Vorgegebener Text:
------------------------
Das [X.] wird zum zuständigen Gericht bestimmt.

Gründe

1

I. Die Beteiligten streiten darüber, ob der Kläger, ein selbstständiger Apotheker, von der beklagten Krankenkasse die Rückzahlung von auf verschreibungspflichtige Fertigarzneimittel entrichteten Abschlägen in Höhe von 12 575,50 Euro verlangen kann. Diese Fertigarzneimittel hatte er im [X.] an Versicherte der [X.] abgegeben. Das angerufene [X.] hat sich nach Anhörung der Beteiligten mit Beschluss vom 28.2.2011 für örtlich unzuständig erklärt und den Rechtsstreit an das [X.] verwiesen: Streitgegenstand sei die Vergütung für Arzneimittel auf der Basis eines auf Bundesebene gemäß § 129 [X.] abgeschlossenen Rahmenvertrags über die Arzneimittelversorgung. Nach § 57a Abs 4 [X.]G in der ab [X.] geltenden Fassung des Gesetzes zur Änderung des Sozialgerichtsgesetzes und des Arbeitsgerichtsgesetzes vom [X.] ([X.]) sei auch für das vorliegende Verfahren das [X.] örtlich zuständig als das [X.], in dessen Bezirk die [X.] ihren Sitz habe. An dieser Zuständigkeit ändere nichts, dass nach dem Inhalt der Klageschrift nicht unmittelbar Regelungen des nach § 129 [X.] abgeschlossenen Rahmenvertrags streitig seien, sondern die Reduzierung eines Vergütungsanspruchs nach § 130 [X.]. § 57a Abs 4 [X.]G nF erfasse nämlich alle Streitigkeiten, die aus rechtlichen Beziehungen hervorgingen, welche durch solche Verträge auf Bundesebene begründet würden.

2

Mit Beschluss vom 16.6.2011 hat sich das [X.] ebenfalls nach Anhörung der Beteiligten für örtlich unzuständig erklärt und die Streitsache dem B[X.] zur Bestimmung des örtlich zuständigen Gerichts vorgelegt, weil die Verweisung des [X.] willkürlich sei bzw auf einer Missachtung elementarer Verfahrensgrundsätze beruhe und deshalb nicht binde.

3

II. Die Voraussetzungen für eine Zuständigkeitsbestimmung nach § 58 Abs 1 [X.] [X.]G durch das B[X.] liegen vor. Es ist als gemeinsam nächsthöheres Gericht im Sinne dieser Vorschrift zur Entscheidung des negativen Kompetenzkonflikts zwischen dem [X.] und dem [X.] berufen, nachdem das [X.] seine örtliche Zuständigkeit verneint und den Rechtsstreit an das [X.] verwiesen hat, dieses Gericht sich jedoch ebenfalls nicht für örtlich zuständig hält, sondern weiterhin das [X.] mangels Bindungswirkung als zuständig ansieht. Das [X.] konnte von einem eigenen Verweisungsbeschluss absehen und von seiner Unzuständigkeit ausgehend unmittelbar das B[X.] zur Bestimmung des zuständigen Gerichts anrufen (vgl B[X.] [X.] 4-1500 § 57a [X.] RdNr 8).
------------------------
Angezeigte Daten:
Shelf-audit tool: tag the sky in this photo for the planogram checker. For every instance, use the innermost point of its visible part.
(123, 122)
------------------------
Aufgabe A: Ändern Sie im Zuständigkeitsbeschluss die Passage zwischen „II. Die Voraussetzungen" und „[X.] RdNr 8).", beide einschließlich, und ersetzen Sie dabei „Bindungswirkung" durch „Verbindlichkeit".
Aufgabe B: Welche Paragrafen werden im Zuständigkeitsbeschluss genannt? Führen Sie jede Paragrafennummer nur einmal auf.
Aufgabe C: Setzen Sie den Zuständigkeitsbeschluss im Anschluss an seinen letzten Satz fort.
Die Auflistung stammt aus einer anderen Quelle.

Antwort A:
II. Die Voraussetzungen für eine Zuständigkeitsbestimmung nach § 58 Abs 1 [X.] [X.]G durch das B[X.] liegen vor. Es ist als gemeinsam nächsthöheres Gericht im Sinne dieser Vorschrift zur Entscheidung des negativen Kompetenzkonflikts zwischen dem [X.] und dem [X.] berufen, nachdem das [X.] seine örtliche Zuständigkeit verneint und den Rechtsstreit an das [X.] verwiesen hat, dieses Gericht sich jedoch ebenfalls nicht für örtlich zuständig hält, sondern weiterhin das [X.] mangels Verbindlichkeit als zuständig ansieht. Das [X.] konnte von einem eigenen Verweisungsbeschluss absehen und von seiner Unzuständigkeit ausgehend unmittelbar das B[X.] zur Bestimmung des zuständigen Gerichts anrufen (vgl B[X.] [X.] 4-1500 § 57a [X.] RdNr 8).

Antwort B: § 129, § 57a, § 130, § 58

Antwort C:
4

Zum zuständigen Gericht ist das [X.] zu bestimmen, weil dieses an den Verweisungsbeschluss des [X.] vom 28.2.2011 gebunden ist.

5

Gemäß § 98 Satz 1 [X.]G iVm § 17a Abs 2 [X.] ist ein Verweisungsbeschluss wegen örtlicher oder sachlicher Unzuständigkeit für das Gericht, an das verwiesen wurde, bindend. Dies gilt im Interesse des verfassungsrechtlich gewährleisteten effektiven Rechtsschutzes (Art 19 Abs 4 GG) und einer möglichst zügigen sachlichen Entscheidung grundsätzlich unabhängig von der Verletzung prozessualer oder materieller Vorschriften. Den Streit der beteiligten Gerichte über die Anwendung von Regelungen über die örtliche Zuständigkeit zu entscheiden oder in jedem Einzelfall die Richtigkeit des dem Verweisungsbeschluss zugrunde liegenden Subsumtionsvorgangs zu überprüfen, ist (gerade) nicht Aufgabe des gemeinsam übergeordneten Gerichts im Verfahren nach § 58 Abs 1 [X.] [X.]G.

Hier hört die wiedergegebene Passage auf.